**Actions to take:**
- A) Please extract the passage of the Penfolds text between "Treasury Wine Estates" and "from West Sussex.", inclusive.
- B) According to the Penfolds text, who designed and hand-blew the glass ampoules for the '2004 Block 42' release?
### Study text ###
Treasury Wine Estates
Annual Production (Grand Vin)
Estimated between 5,000 and 15,000 cases (Penfolds never release production figures)
In 2012 Penfolds released a limited edition run of '2004 Block 42' that was sold in special glass ampoules. The ampoules were designed and hand-blown by Australian glass artist Nick Mount. Huffington Post labeled these as 'the most expensive wine directly sold from a winery in the world' priced at US$168,000 a bottle.
The now-legendary Penfolds estate came to life in 1844, founded in Adelaide by the young Doctor Christopher Rawson Penfold (24) and his even younger wife Mary (15), who had emigrated to Australia from West Sussex.
Like many of his peers at the time, Dr Penfold believed greatly in the medicinal qualities of wine, and he set about creating the first Penfolds vineyard – the Magill Estate – at the foot of the Mount Lofty Ranges, using a collection of vine cuttings bought from the south of France. In 1845, the couple built a small stone cottage on this land, named The Grange.
### Data for review ###
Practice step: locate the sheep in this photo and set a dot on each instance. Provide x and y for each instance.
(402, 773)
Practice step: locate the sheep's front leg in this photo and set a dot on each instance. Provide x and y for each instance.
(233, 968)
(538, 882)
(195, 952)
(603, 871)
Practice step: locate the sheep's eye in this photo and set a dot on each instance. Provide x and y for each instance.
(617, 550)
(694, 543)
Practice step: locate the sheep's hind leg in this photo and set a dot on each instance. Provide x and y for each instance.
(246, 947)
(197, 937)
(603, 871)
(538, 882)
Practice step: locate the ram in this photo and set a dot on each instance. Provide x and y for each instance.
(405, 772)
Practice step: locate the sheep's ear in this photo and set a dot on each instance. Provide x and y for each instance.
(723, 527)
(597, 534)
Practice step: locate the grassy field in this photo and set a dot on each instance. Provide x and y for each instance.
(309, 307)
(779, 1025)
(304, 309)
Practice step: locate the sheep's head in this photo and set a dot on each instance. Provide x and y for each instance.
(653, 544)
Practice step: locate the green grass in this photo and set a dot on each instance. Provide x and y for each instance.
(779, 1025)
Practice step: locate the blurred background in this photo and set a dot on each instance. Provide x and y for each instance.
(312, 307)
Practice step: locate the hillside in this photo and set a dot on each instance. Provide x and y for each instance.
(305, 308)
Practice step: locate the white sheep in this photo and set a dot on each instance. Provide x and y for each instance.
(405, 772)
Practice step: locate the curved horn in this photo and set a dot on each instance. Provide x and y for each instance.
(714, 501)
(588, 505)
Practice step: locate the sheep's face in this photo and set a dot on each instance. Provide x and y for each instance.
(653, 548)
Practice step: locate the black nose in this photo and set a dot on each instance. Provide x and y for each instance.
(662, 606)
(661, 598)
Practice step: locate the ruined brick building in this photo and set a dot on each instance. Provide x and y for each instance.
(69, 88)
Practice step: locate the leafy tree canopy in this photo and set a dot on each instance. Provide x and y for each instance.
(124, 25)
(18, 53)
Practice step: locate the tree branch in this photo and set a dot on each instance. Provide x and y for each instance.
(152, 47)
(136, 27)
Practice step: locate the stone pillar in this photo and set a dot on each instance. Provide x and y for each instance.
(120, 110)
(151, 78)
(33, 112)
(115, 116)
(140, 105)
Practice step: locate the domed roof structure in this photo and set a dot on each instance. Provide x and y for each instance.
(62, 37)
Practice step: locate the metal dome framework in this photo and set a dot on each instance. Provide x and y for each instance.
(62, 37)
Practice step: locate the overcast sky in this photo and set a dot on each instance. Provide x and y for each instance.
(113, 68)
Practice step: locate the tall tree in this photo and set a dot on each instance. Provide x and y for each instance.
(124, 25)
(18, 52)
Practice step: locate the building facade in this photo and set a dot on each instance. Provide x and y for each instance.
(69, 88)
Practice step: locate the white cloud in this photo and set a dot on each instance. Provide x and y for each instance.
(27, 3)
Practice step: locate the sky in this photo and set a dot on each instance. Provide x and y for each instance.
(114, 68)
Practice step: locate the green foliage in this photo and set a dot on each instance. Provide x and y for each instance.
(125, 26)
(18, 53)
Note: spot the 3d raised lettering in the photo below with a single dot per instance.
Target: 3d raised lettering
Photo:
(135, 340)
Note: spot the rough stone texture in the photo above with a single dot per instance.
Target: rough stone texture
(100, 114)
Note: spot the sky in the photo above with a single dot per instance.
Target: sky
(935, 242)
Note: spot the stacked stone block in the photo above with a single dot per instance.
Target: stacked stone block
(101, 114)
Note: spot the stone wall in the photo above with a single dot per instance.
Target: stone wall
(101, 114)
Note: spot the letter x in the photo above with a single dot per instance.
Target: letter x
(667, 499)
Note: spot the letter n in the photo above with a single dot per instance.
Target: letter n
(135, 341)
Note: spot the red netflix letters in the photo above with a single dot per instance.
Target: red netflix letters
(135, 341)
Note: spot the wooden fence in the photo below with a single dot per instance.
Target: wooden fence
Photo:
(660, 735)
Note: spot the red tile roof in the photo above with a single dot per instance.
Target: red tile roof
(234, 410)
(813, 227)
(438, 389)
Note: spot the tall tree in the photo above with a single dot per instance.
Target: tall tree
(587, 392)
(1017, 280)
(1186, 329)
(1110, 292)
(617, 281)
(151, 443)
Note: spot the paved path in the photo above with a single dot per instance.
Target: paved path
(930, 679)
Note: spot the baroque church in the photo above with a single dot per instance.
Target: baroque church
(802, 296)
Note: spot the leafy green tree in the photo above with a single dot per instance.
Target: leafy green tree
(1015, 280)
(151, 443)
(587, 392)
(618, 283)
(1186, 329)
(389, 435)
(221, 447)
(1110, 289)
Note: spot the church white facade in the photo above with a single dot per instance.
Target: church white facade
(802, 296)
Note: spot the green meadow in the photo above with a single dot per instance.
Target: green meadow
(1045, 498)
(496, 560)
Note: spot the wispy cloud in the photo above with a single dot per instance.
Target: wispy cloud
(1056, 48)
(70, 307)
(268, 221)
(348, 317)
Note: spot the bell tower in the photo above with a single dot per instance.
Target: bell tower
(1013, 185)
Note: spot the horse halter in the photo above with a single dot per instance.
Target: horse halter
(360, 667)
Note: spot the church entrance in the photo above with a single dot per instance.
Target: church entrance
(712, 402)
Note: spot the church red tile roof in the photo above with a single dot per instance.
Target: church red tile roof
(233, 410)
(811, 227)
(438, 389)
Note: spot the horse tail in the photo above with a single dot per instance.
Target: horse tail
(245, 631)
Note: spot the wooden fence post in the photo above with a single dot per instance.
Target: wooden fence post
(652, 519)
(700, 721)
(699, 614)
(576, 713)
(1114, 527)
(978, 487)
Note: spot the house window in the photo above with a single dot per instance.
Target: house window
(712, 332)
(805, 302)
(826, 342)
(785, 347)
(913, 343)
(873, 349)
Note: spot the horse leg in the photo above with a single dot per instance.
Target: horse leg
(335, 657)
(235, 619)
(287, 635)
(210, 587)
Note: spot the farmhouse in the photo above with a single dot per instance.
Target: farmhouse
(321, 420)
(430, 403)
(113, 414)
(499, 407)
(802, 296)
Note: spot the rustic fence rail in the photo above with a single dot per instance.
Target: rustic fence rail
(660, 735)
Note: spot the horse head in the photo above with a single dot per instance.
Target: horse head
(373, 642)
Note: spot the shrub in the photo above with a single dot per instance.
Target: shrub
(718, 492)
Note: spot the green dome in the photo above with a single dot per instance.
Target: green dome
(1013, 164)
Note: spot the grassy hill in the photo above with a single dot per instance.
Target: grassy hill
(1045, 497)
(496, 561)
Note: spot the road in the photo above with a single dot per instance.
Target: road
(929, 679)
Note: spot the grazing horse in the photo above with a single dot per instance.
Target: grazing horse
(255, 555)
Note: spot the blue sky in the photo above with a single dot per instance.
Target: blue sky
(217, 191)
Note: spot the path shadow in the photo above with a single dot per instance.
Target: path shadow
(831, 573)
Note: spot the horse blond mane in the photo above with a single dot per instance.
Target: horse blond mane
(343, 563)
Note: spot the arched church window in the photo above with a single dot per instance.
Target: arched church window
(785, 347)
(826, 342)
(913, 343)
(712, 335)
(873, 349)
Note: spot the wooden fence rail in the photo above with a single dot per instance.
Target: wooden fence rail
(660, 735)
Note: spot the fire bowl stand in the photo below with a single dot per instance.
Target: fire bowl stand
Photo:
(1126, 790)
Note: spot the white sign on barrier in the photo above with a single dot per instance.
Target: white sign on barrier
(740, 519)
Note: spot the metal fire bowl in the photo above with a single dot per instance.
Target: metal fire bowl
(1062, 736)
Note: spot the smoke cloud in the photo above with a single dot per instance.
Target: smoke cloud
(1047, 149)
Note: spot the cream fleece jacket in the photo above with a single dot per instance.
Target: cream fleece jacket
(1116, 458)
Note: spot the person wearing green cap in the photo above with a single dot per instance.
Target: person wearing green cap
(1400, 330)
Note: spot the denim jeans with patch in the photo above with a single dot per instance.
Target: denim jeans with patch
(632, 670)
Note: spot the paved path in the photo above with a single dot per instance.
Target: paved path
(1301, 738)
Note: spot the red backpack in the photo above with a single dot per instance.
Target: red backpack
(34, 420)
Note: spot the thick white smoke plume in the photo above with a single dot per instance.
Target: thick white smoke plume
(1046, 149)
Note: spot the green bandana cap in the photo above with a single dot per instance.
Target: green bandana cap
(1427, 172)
###
**Answers given:**
- A)
Treasury Wine Estates
Annual Production (Grand Vin)
Estimated between 5,000 and 15,000 cases (Penfolds never release production figures)
In 2012 Penfolds released a limited edition run of '2004 Block 42' that was sold in special glass ampoules. The ampoules were designed and hand-blown by Australian glass artist Nick Mount. Huffington Post labeled these as 'the most expensive wine directly sold from a winery in the world' priced at US$168,000 a bottle.
The now-legendary Penfolds estate came to life in 1844, founded in Adelaide by the young Doctor Christopher Rawson Penfold (24) and his even younger wife Mary (15), who had emigrated to Australia from West Sussex.

- B) Australian glass artist Nick Mount